* **SHORT PROBLEM 1**
Show each line of the records that contains the word "cover". Case counts.

* **TEXT SEGMENT**

**********

Did you play the 9000s? If so, how would you compare the Speed Cobras?
I want to try them because I hear tons and tons of praise, but given my experience with every other form of Tama hardware being unfathomably terrible, I'm hesitant to drop the coin for pedals. I did play 8000s for a while though (which felt identical to the 9000s my buddy had if I'm being real), so I'm curious if there's any comparison.


----------



## sezna (Jan 30, 2019)

Ordacleaphobia said:


> Did you play the 9000s? If so, how would you compare the Speed Cobras?
> I want to try them because I hear tons and tons of praise, but given my experience with every other form of Tama hardware being unfathomably terrible, I'm hesitant to drop the coin for pedals. I did play 8000s for a while though (which felt identical to the 9000s my buddy had if I'm being real), so I'm curious if there's any comparison.


I've owned Demon (direct) Drives, Mapex Falcons, Iron Cobras, Speed Cobras, Axis Longboards, and Demon Chain drives. I have played my friend's DW9002 pedals as well.

My favorites I've owned are Speed Cobras, for reasons outlined above. I know tama stands and hardware can be bad, but their drums and pedals are not, you can take my word for it. I've actually owned three pairs of speed cobras, having sold them, regretted it, and rebought them twice, and they've all been very easy to set up and consistent.

I would say Speed Cobras and DW9002 pedals are equal in quality but different in feel. I would also suggest to look at the DW9002 XF pedal, as it is more comparable to the other pedals you have listed with its longer footboard. The Speed Cobra "feel" is non-linear, you get a bit more resistance at the beginning and then it drops off, launching the beater into the head. The dw9000 feeling is like, you just have to think about hitting the head and the beater is already there. If luxury drum pedals are a thing, they're dw9002XF pedals.

**********

* **DATA TO PROCESS**
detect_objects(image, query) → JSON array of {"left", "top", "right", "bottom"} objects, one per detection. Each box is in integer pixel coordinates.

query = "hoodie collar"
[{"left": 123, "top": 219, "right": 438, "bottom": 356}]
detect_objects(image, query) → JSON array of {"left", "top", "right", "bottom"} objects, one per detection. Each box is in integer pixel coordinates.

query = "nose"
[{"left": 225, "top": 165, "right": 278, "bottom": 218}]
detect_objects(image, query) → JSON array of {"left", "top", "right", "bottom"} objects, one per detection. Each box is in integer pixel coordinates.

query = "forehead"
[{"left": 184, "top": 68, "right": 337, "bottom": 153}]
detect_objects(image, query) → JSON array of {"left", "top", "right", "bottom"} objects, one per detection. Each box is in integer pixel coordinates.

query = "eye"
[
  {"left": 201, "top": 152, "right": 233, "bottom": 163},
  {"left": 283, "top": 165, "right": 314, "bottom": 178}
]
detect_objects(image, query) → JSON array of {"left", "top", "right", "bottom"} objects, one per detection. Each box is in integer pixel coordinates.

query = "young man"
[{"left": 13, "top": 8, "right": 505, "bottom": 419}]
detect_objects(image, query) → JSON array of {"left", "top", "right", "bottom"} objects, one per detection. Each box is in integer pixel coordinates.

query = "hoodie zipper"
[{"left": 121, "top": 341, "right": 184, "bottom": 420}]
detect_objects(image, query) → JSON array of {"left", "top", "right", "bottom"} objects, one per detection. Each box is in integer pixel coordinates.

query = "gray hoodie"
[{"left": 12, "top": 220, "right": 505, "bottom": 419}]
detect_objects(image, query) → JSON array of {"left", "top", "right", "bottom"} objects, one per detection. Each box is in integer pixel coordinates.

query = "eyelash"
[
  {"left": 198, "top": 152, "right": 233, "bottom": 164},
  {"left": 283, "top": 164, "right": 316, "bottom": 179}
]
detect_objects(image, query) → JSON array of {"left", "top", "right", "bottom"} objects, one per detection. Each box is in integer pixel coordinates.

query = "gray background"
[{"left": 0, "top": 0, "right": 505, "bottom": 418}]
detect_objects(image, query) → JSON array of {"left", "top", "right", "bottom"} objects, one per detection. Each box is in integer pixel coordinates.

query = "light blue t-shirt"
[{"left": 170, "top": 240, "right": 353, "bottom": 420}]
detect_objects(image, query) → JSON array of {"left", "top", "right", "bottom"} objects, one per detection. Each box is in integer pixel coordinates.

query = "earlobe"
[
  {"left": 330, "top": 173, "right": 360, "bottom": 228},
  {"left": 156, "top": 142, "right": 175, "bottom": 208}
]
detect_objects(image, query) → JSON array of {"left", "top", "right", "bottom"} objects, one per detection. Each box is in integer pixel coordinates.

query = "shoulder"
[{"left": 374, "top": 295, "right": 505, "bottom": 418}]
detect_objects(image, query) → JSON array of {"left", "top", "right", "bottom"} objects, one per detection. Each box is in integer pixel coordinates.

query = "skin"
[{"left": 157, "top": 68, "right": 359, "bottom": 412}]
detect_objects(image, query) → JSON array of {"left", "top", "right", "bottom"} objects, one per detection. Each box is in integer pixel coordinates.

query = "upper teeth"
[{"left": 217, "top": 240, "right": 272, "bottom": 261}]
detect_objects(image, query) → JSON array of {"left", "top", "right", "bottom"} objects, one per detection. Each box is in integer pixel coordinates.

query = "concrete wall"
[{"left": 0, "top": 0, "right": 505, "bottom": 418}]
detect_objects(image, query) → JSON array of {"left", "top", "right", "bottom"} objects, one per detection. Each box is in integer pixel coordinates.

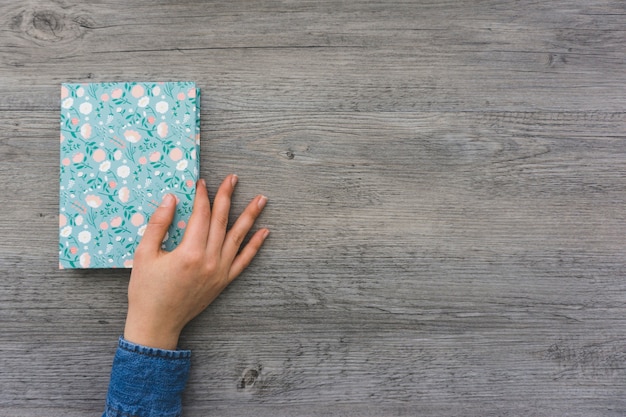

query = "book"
[{"left": 59, "top": 82, "right": 200, "bottom": 269}]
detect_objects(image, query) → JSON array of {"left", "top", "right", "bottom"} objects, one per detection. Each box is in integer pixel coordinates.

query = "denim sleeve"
[{"left": 102, "top": 337, "right": 191, "bottom": 417}]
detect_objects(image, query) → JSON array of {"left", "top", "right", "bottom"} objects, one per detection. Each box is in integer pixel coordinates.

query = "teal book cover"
[{"left": 59, "top": 82, "right": 200, "bottom": 269}]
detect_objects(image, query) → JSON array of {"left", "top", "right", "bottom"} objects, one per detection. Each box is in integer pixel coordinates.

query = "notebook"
[{"left": 59, "top": 82, "right": 200, "bottom": 269}]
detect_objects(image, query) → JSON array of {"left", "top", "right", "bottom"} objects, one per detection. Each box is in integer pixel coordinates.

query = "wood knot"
[
  {"left": 239, "top": 368, "right": 259, "bottom": 389},
  {"left": 12, "top": 9, "right": 94, "bottom": 44}
]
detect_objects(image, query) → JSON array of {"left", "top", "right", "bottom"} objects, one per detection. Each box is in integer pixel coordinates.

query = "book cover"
[{"left": 59, "top": 82, "right": 200, "bottom": 268}]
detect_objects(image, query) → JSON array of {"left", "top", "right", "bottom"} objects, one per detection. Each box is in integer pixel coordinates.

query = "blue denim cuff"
[{"left": 103, "top": 337, "right": 191, "bottom": 417}]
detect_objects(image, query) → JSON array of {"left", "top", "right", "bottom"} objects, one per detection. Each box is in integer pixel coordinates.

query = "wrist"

**********

* **SHORT PROBLEM 2**
Transcribe the drum pedal thread from "## sezna (Jan" to "pedals as well.".

* **EXERCISE RESPONSE 1**
query = "teal book cover"
query = "book cover"

* **EXERCISE RESPONSE 2**
## sezna (Jan 30, 2019)

Ordacleaphobia said:


> Did you play the 9000s? If so, how would you compare the Speed Cobras?
> I want to try them because I hear tons and tons of praise, but given my experience with every other form of Tama hardware being unfathomably terrible, I'm hesitant to drop the coin for pedals. I did play 8000s for a while though (which felt identical to the 9000s my buddy had if I'm being real), so I'm curious if there's any comparison.


I've owned Demon (direct) Drives, Mapex Falcons, Iron Cobras, Speed Cobras, Axis Longboards, and Demon Chain drives. I have played my friend's DW9002 pedals as well.